> [Lesetext]:
Nationalistische Mobilisierung und antinationale Bewegung in Griechenland während des Makedonien-Konflikts 2018
Im Januar 2018 ist der Streit zwischen Griechenland und Makedonien um die Bezeichnung des makedonischen Staats wieder eskaliert. Während der Ministerpräsident der griechischen Regierung von Syriza-ANEL, Alexis Tsipras, sich um einen Kompromiss mit der makedonischen Regierung des Sozialdemokraten Zoran Zaev bemühte, mobilisierte das rechte politische Lager in Griechenland zu Massenprotesten, in deren Rahmen es zu faschistischen Angriffen auf besetzte Häuser kam. Dabei haben Faschisten in Thessaloniki das besetzte Haus Libertatia vollständig abgefackelt. Mitte Juni kam es zu einer Kompromisslösung. Die offizielle Bezeichnung des makedonischen Staats lautet nun Severna Makedonija bzw. Nordmakedonien. Im folgenden Text beschäftigen wir uns noch einmal mit den Hintergründen des zwischenstaatlichen Konflikts und den beteiligten politischen Akteuren, wir versuchen, eine Einschätzung der Einigung zu geben und letztlich die antinationale Kampagne der anarchistischen Bewegung in Griechenland darzustellen.1
Expansionspläne von NATO und EU
Vor dem Hintergrund miteinander kollidierender territorialer Ansprüche auf die historische Region Makedonien haben sich die griechischen Staatsführer seit der Unabhängigwerdung des nördlichen Nachbarstaats 1991 geweigert, ihm die Selbstbezeichnung „Makedonien“ zuzugestehen. Zwischenstaatliche Konflikte inklusive nationalistischer Massenproteste in Griechenland hatten Mitte der 1990er zur vorläufigen Bezeichnung „Former Yugoslav Republic of Macedonia“ (FYROM) geführt. Dennoch hat Griechenland in den 2000ern den NATO-Beitritt Makedoniens und auch die Aufnahme von Beitrittsgesprächen zur EU verhindert. Nach drei Jahren Pause in den Verständigungsgesprächen zwischen Griechenland und Makedonien wurden diese im Dezember 2017 auf Initiative der UN fortgesetzt. Der Moment war günstig, da in Skopje nun eine sozialdemokratische und in Athen schon seit längerem eine linke Partei an der Macht war und sich beide einigungsbereit zeigten. Der Grund, warum UN, EU und NATO beide Seiten zu einer Einigung gedrängt haben, besteht in den Absichten der EU und NATO, Makedonien endlich in die euroatlantischen Strukturen einzubinden und damit die Flanke im Balkan gegenüber der russischen Einflusssphäre zu schließen. Die Frist für eine Einigung war gewissermaßen das NATO-Gipfeltreffen vom 11. und 12. Juli 2018, denn zu diesem Treffen wollte und wird die NATO wohl auch Makedonien zu Aufnahmegesprächen einladen.

> [Arbeitsauftrag]: Fasse den Absatz des Lesetexts, der mit „Vor dem Hintergrund miteinander kollidierender“ beginnt, als Stichpunktliste zusammen und behalte dabei die wichtigsten Fakten bei. Die anschließenden Zeilen sind eigenständiges Material und gehören nicht zum Lesetext.

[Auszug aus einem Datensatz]
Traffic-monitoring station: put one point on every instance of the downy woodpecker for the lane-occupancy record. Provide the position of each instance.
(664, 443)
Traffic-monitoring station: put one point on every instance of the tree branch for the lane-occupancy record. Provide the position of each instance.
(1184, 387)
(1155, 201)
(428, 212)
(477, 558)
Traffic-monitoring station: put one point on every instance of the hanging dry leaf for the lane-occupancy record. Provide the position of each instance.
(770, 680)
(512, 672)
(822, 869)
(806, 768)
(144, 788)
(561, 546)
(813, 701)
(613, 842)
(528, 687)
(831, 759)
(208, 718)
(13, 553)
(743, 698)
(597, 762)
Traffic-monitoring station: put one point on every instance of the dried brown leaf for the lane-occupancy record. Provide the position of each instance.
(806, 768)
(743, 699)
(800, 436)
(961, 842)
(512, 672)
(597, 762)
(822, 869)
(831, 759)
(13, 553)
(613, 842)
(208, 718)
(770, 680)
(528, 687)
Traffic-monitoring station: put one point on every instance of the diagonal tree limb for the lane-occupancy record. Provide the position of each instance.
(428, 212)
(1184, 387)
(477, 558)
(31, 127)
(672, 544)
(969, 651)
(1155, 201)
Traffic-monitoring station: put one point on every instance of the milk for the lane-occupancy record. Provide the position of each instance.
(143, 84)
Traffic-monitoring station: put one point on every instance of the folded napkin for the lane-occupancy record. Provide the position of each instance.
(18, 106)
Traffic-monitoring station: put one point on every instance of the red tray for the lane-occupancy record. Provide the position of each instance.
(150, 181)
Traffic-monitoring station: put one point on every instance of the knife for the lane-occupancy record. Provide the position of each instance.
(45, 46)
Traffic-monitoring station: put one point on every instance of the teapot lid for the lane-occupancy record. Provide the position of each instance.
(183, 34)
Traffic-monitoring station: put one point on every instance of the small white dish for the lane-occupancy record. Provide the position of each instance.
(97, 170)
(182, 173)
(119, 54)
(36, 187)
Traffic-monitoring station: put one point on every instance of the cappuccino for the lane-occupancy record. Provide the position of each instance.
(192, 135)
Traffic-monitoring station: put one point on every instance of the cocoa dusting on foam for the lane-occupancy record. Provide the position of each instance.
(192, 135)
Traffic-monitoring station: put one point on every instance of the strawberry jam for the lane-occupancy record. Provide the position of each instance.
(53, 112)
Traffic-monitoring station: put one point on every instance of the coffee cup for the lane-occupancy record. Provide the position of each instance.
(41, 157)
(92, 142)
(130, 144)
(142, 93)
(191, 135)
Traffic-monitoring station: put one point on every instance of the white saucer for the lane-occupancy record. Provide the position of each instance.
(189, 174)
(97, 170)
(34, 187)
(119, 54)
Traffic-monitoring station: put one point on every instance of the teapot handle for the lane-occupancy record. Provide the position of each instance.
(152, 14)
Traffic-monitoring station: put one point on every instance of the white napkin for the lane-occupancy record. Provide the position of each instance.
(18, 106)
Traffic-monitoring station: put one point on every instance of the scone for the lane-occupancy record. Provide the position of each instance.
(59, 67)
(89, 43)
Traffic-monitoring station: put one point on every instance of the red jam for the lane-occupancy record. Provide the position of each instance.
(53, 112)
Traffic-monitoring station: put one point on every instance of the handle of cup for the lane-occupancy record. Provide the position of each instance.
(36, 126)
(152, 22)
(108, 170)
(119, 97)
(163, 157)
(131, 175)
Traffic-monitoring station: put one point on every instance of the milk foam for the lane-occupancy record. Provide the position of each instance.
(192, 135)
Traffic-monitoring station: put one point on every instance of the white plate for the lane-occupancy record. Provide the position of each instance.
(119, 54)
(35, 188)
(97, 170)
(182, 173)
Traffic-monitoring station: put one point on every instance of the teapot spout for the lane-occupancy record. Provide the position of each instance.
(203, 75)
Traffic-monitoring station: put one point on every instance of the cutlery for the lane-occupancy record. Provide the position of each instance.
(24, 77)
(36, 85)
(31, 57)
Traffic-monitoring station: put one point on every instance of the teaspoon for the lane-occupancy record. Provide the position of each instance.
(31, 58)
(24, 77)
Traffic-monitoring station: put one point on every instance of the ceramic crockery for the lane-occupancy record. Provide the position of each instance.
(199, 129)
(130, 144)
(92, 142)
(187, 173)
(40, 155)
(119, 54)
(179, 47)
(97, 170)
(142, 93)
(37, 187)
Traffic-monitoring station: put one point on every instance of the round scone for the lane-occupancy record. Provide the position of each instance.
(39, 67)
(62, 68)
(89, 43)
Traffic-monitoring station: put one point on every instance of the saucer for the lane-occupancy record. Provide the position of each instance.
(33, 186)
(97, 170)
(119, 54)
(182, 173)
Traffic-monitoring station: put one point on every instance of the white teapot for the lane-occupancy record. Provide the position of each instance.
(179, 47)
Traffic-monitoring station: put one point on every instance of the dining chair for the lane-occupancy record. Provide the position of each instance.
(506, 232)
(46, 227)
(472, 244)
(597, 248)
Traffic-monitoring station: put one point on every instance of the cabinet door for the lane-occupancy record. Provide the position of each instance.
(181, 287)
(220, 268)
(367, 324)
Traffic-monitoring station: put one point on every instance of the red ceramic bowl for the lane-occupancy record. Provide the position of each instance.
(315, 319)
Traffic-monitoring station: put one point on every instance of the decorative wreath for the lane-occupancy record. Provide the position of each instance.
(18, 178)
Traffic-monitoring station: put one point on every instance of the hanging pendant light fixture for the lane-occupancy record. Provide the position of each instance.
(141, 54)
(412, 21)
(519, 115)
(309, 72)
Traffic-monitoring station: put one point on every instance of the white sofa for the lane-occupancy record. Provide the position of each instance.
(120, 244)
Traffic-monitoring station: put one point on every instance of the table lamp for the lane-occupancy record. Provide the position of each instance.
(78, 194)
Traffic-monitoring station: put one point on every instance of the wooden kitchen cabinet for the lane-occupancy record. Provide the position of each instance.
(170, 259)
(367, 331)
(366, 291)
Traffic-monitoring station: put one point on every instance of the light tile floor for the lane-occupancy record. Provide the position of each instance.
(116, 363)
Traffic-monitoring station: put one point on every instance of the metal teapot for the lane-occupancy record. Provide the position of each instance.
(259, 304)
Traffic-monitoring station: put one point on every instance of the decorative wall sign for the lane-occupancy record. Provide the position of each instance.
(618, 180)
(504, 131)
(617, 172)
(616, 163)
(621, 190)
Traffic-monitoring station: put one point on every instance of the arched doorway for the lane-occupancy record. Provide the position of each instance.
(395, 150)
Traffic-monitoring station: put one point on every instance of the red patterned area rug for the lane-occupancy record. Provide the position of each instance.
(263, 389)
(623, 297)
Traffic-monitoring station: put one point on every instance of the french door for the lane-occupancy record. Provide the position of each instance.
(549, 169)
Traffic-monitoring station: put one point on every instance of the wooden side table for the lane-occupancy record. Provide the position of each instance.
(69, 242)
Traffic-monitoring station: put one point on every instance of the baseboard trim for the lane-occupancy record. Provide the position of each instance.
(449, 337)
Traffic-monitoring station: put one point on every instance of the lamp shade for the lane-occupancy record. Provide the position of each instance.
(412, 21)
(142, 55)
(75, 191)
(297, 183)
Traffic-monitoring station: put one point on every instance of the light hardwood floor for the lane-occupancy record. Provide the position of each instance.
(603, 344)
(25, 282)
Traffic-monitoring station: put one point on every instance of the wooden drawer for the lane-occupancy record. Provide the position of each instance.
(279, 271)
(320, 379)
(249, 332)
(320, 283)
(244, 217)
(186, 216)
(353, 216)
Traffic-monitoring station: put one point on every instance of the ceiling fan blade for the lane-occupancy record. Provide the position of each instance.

> [Lösung]:
- Wegen kollidierender territorialer Ansprüche auf die historische Region verweigern griechische Staatsführer dem Nachbarstaat seit dessen Unabhängigkeit 1991 die Selbstbezeichnung „Makedonien“.
- Zwischenstaatliche Konflikte und nationalistische Massenproteste in Griechenland führten Mitte der 1990er zur vorläufigen Bezeichnung „Former Yugoslav Republic of Macedonia“ (FYROM).
- In den 2000ern verhinderte Griechenland den NATO-Beitritt Makedoniens und die Aufnahme von EU-Beitrittsgesprächen.
- Nach drei Jahren Pause wurden die Verständigungsgespräche im Dezember 2017 auf Initiative der UN fortgesetzt.
- Der Zeitpunkt war günstig: In Skopje regierte eine sozialdemokratische, in Athen seit Längerem eine linke Partei, und beide zeigten sich einigungsbereit.
- UN, EU und NATO drängten auf eine Einigung, weil EU und NATO Makedonien in die euroatlantischen Strukturen einbinden und die Balkanflanke gegenüber der russischen Einflusssphäre schließen wollen.
- Als Frist galt der NATO-Gipfel am 11. und 12. Juli 2018, zu dem die NATO Makedonien wohl zu Aufnahmegesprächen einladen wird.